THE PROBLEM> Rescale the data from the line containing "Expected: one point per instance of the skylight" through the end of the data. Write every line out again, requests included, with each point coordinate in the answers multiplied by 2.55 and rounded to a whole number (halves round up).
***** GIVEN INFORMATION *****
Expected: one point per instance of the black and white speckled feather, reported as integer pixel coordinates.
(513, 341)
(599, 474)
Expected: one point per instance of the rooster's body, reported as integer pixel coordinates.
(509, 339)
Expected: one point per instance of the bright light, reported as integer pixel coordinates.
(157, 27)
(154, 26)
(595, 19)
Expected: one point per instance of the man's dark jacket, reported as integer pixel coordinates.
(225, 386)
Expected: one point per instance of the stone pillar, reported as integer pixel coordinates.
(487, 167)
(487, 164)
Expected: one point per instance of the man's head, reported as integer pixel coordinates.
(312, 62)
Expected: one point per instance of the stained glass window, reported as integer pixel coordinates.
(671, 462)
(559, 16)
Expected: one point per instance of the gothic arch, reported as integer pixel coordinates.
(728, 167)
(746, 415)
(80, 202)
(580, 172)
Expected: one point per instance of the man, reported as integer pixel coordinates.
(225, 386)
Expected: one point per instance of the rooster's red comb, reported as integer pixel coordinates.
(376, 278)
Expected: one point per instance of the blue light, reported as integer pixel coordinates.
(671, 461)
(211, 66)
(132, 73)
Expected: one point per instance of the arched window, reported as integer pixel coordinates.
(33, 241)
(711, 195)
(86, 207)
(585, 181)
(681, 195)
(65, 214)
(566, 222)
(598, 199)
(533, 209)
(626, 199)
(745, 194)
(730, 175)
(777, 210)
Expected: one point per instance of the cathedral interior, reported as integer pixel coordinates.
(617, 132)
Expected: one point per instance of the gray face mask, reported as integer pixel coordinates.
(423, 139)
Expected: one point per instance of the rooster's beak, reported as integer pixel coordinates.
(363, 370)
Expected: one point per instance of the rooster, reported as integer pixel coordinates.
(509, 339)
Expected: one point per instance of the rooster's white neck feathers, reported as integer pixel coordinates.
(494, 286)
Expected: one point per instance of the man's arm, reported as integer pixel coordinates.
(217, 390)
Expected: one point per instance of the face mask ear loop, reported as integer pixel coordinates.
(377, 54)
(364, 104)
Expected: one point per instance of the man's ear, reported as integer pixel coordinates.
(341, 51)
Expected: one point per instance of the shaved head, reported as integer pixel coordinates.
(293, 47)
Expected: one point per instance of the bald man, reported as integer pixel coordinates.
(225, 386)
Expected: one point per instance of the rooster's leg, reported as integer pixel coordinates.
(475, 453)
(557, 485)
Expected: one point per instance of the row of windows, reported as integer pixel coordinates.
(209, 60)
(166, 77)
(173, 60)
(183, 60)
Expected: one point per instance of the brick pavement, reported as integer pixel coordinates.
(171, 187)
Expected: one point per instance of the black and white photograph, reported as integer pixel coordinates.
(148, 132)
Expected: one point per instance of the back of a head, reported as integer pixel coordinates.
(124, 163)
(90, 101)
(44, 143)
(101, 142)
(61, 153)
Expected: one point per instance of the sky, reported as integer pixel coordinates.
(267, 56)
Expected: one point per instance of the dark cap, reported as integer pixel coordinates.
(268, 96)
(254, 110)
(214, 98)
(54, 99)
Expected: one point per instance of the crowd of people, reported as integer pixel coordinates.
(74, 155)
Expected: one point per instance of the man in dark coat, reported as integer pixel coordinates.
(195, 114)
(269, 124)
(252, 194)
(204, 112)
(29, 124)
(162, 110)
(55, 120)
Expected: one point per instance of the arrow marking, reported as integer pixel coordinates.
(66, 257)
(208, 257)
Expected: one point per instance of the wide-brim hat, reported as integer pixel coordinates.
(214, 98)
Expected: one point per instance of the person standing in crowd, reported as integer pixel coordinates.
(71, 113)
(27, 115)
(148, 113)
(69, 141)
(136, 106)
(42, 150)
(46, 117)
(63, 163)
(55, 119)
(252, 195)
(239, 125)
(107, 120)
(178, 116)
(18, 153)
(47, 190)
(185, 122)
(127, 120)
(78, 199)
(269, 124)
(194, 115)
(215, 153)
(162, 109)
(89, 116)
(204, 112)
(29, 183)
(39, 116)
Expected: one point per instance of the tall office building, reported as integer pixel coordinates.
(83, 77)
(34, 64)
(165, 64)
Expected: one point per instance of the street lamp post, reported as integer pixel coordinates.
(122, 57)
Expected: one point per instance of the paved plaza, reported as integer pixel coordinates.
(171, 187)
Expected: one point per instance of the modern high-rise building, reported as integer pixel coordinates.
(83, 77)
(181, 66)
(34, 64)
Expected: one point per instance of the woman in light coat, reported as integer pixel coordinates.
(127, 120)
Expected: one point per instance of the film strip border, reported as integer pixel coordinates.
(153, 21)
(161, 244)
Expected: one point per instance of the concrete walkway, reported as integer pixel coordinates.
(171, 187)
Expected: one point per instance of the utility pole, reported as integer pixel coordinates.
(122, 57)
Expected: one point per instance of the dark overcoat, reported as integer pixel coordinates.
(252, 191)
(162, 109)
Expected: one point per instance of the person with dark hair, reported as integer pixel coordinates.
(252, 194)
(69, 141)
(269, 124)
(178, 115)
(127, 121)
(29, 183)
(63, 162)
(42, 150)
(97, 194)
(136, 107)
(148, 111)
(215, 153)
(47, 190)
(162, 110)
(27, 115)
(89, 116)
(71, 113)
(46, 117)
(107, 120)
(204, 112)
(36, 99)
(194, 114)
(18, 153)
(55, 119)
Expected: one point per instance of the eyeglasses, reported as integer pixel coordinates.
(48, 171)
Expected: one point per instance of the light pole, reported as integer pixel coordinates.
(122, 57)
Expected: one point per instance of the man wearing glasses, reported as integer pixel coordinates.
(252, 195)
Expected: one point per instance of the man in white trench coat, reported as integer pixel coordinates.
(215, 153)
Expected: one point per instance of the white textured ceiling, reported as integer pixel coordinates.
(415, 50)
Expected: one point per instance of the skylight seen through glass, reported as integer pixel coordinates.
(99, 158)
*****
TASK RESPONSE>
Expected: one point per instance of the skylight seen through glass, reported as integer pixel coordinates.
(252, 403)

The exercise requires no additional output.